[DATA SHOWN]
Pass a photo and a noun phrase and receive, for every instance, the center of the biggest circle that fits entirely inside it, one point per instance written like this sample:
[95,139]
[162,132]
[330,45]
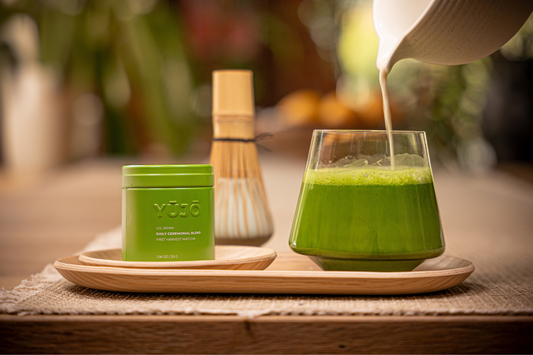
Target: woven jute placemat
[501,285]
---
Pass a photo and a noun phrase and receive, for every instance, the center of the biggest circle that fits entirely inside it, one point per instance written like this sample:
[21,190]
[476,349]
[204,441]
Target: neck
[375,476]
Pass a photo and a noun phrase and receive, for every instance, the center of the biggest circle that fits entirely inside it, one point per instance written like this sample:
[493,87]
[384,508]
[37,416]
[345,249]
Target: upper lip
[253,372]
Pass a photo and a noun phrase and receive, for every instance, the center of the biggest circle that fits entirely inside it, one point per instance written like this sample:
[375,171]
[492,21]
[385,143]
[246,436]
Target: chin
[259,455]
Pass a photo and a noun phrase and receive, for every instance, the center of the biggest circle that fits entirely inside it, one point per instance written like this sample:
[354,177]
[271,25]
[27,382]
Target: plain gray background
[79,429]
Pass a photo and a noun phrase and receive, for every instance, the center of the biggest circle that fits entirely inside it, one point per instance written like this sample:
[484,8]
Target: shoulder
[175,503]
==
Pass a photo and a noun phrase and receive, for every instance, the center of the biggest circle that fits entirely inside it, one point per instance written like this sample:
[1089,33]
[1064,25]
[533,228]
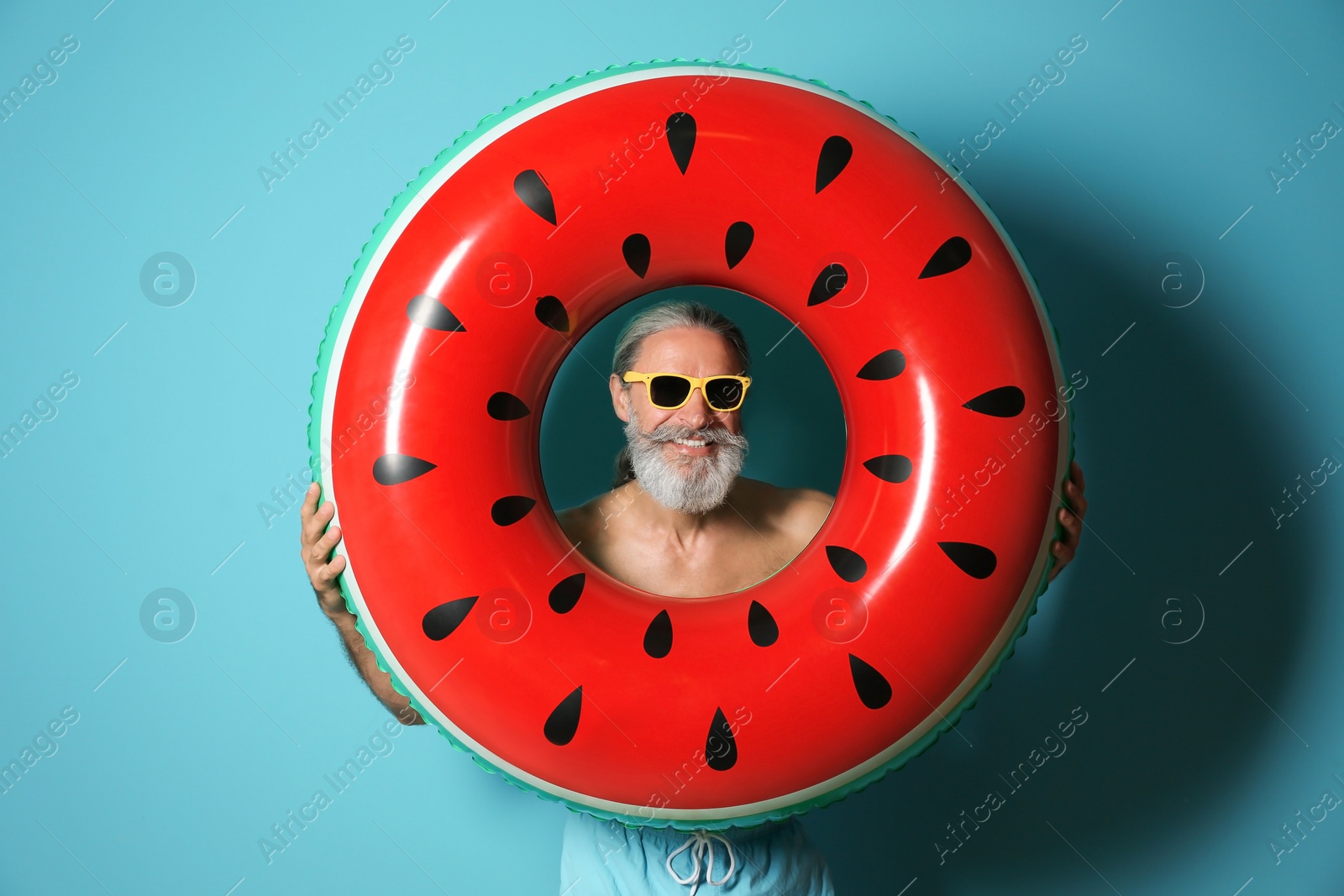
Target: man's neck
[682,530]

[EXERCISE DESCRIPTION] Please list each line in the data above that contains the word "Target".

[EXERCISE RESULT]
Target: woven jute placemat
Target: neck
Target: upper lip
Target: chin
Target: plain gray background
Target: shoulder
Target: man's neck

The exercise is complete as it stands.